En 2021, le Normand Moufid Taleb s’était préparé à affronter le Groenland. La crise sanitaire l’avait finalement détourné de cet objectif, et il s’était rabattu sur une traversée du Hardangervidda, en Norvège. Ce plateau, le plus grand d’Europe intégralement dépourvu d’arbres, est notamment connu pour avoir servi de décor à des scènes enneigées du film Star Wars « L’Empire contre-attaque ». Même si la première tentative de l’explorateur a échoué en 2022, à cause d’un cyclone extra-tropical qui a failli le tuer, il se prépare à repartir de Saint-Étienne-du-Rouvray (Seine-Maritime), « pas refroidi », le 17 décembre prochain, pour une nouvelle expédition.
Son aventure d’explorateur amateur avait commencé dans les Alpes suisses en 2021, avec l’explorateur belge Dixie Dansercoer – décédé quelques mois plus tard lors d’une expédition au Groenland –, puis par un premier trekking en solitaire dans le parc naturel du Sarek en Suède. Mais, à cause du Covid, Moufid Taleb se voit refuser un accès à la banquise du Groenland en avril 2021. C’est fin janvier 2022, quelques jours après le début de sa traversée de 600 km du plateau d’Hardangervidda, qu’il se retrouve piégé par le cyclone extra-tropical Malik : « Je ne pouvais plus progresser à cause des rafales de vent. Alors, je me suis installé sous ma tente le temps que la dépression passe », se souvient-il. « Mais, au milieu de la journée, mes ancrages ont lâché. La tente, longue de 4 m, une vraie voile, a menacé de s’envoler avec toutes mes affaires alors que j’étais en sous-vêtements. Pendant des dizaines de minutes, j’ai lutté contre le vent avant de me replonger dedans. C’était un combat perdu d’avance. Sans arceaux, je me suis retrouvé enseveli. Je n’étouffais pas, mais j’avais très froid. J’ai pensé vraiment mourir. En plus, mon téléphone satellite ne captait pas le réseau. »

════

> **Consignes**
1. Recopiez sans rien changer le passage de l'article sur Moufid Taleb qui commence par « En 2021, le » et se termine par « une nouvelle expédition. ».
2. Donnez la suite de l'article sur Moufid Taleb à partir de sa dernière phrase.
Les lignes ci-après n'ont aucun lien avec l'article sur Moufid Taleb.

> **Extraits de données**
════

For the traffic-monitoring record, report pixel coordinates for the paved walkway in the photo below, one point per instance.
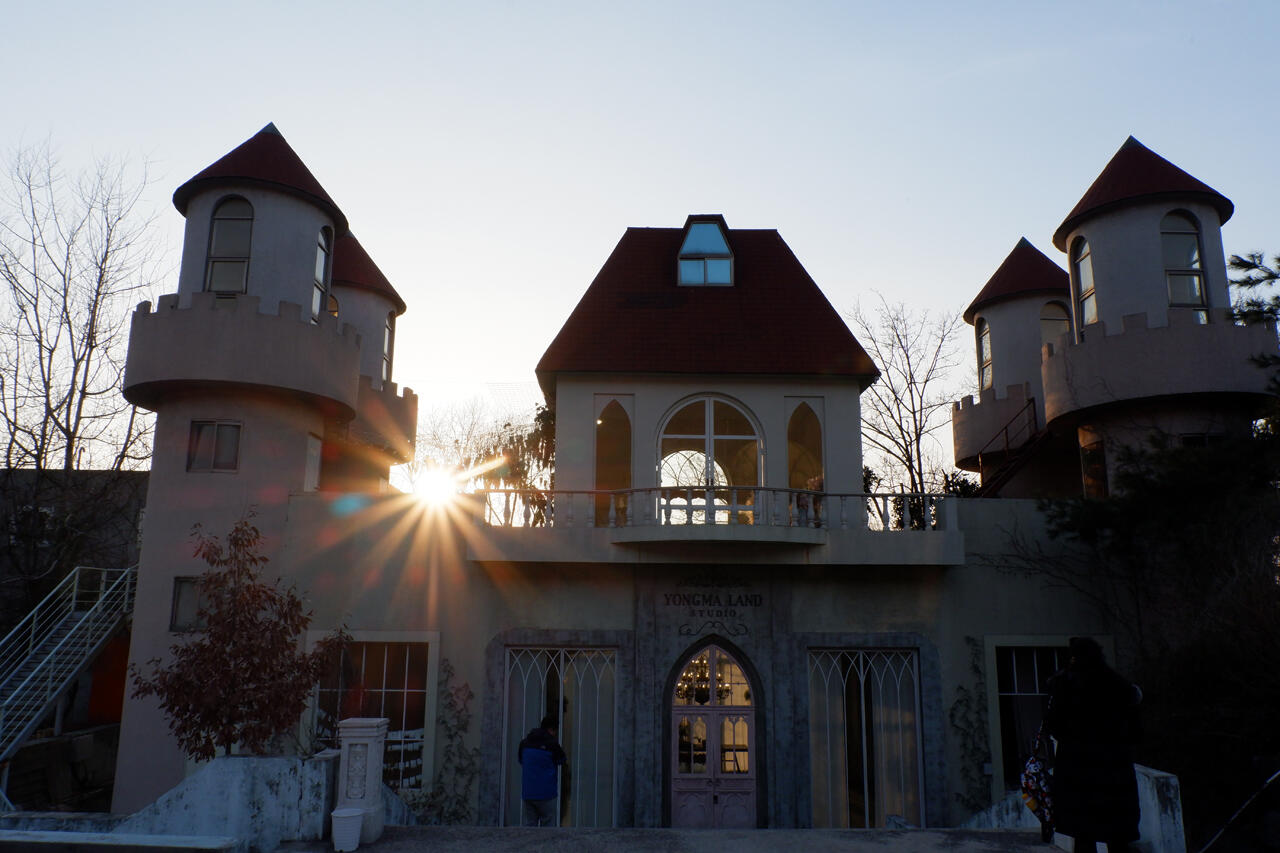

════

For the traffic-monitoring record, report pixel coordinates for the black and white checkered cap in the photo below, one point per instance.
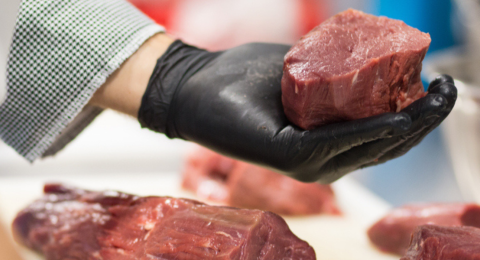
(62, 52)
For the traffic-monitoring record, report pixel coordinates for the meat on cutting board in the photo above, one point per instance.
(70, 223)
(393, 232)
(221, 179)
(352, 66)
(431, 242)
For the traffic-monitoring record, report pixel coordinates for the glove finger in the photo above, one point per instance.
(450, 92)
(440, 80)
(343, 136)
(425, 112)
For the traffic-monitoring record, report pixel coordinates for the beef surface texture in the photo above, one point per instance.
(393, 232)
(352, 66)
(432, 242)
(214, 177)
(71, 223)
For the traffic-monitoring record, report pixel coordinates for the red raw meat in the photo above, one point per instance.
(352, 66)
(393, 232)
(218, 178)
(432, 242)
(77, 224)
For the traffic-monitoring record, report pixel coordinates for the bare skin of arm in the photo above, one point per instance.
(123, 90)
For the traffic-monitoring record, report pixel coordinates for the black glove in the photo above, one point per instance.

════

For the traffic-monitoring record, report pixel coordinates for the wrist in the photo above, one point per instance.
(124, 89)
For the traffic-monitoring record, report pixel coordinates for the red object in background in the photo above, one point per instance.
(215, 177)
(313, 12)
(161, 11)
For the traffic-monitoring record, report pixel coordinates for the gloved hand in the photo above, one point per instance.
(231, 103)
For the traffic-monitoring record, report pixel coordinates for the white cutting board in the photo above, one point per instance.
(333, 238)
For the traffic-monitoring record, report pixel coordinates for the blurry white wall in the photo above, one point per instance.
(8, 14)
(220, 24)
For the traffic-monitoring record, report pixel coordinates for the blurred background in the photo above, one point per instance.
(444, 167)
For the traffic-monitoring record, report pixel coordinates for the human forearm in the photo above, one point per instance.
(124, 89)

════

> **Réponses aux consignes**
1.
En 2021, le Normand Moufid Taleb s’était préparé à affronter le Groenland. La crise sanitaire l’avait finalement détourné de cet objectif, et il s’était rabattu sur une traversée du Hardangervidda, en Norvège. Ce plateau, le plus grand d’Europe intégralement dépourvu d’arbres, est notamment connu pour avoir servi de décor à des scènes enneigées du film Star Wars « L’Empire contre-attaque ». Même si la première tentative de l’explorateur a échoué en 2022, à cause d’un cyclone extra-tropical qui a failli le tuer, il se prépare à repartir de Saint-Étienne-du-Rouvray (Seine-Maritime), « pas refroidi », le 17 décembre prochain, pour une nouvelle expédition.

2.
« Je sais quand je pars, mais pas quand je reviens »
Mais, contre les éléments, l’explorateur n’a rien lâché. Il a alors poursuivi ses tentatives jusqu’à arriver à envoyer un SMS à sa famille. Un court message qui mettra deux heures et demie à arriver à destination. « Je connaissais mes coordonnées GPS. J’ai réussi à écrire tente détruite, appelez secours. Après, je suis resté sous la neige je ne sais pas combien d’heures. J’écoutais des podcasts », explique-t-il en riant. « Un moment, le téléphone satellite a grésillé. C’étaient les secours norvégiens. Vu la météo, un hélico ne pouvait pas venir. Un chasse-neige, une ambulance et sept motoneiges mettront sept heures à me retrouver. Après la prise de mes constantes, j’ai été évacué à l’hôpital le plus proche. Finalement, je n’avais rien de grave. Seulement, ma famille m’a cru mort pendant des heures. »
De retour en France quelques jours plus tard, Moufid Taleb a souhaité immédiatement rebondir. « J’ai passé un diplôme de guide polaire indépendant et j’ai abandonné mon métier de développeur informatique. Depuis un an, j’alterne les voyages pour des prestataires », précise-t-il. Avec cette expérience supplémentaire, il se sent prêt à retenter la traversée d’Hardangervidda : « Ce n’est pas une revanche, mais j’ai besoin d’y retourner. Je m’y sens vivant. Aller chercher quelque chose que je ne sais pas définir exactement. Poursuivre mon chemin vers ses espaces. Alors, je vais me lancer sur une trace de 200 km au moment où les journées ne font que deux heures et la neige est abondante. Des conditions difficiles. Je sais quand je pars, mais pas quand je reviens. Je passerais certainement le Nouvel An là-bas. Pour cela, je me suis préparé physiquement et j’ai complété mon matériel, notamment de communication, que j’avais totalement perdu. » Une aventure qu’il décrira, comme ses précédentes, sur son site.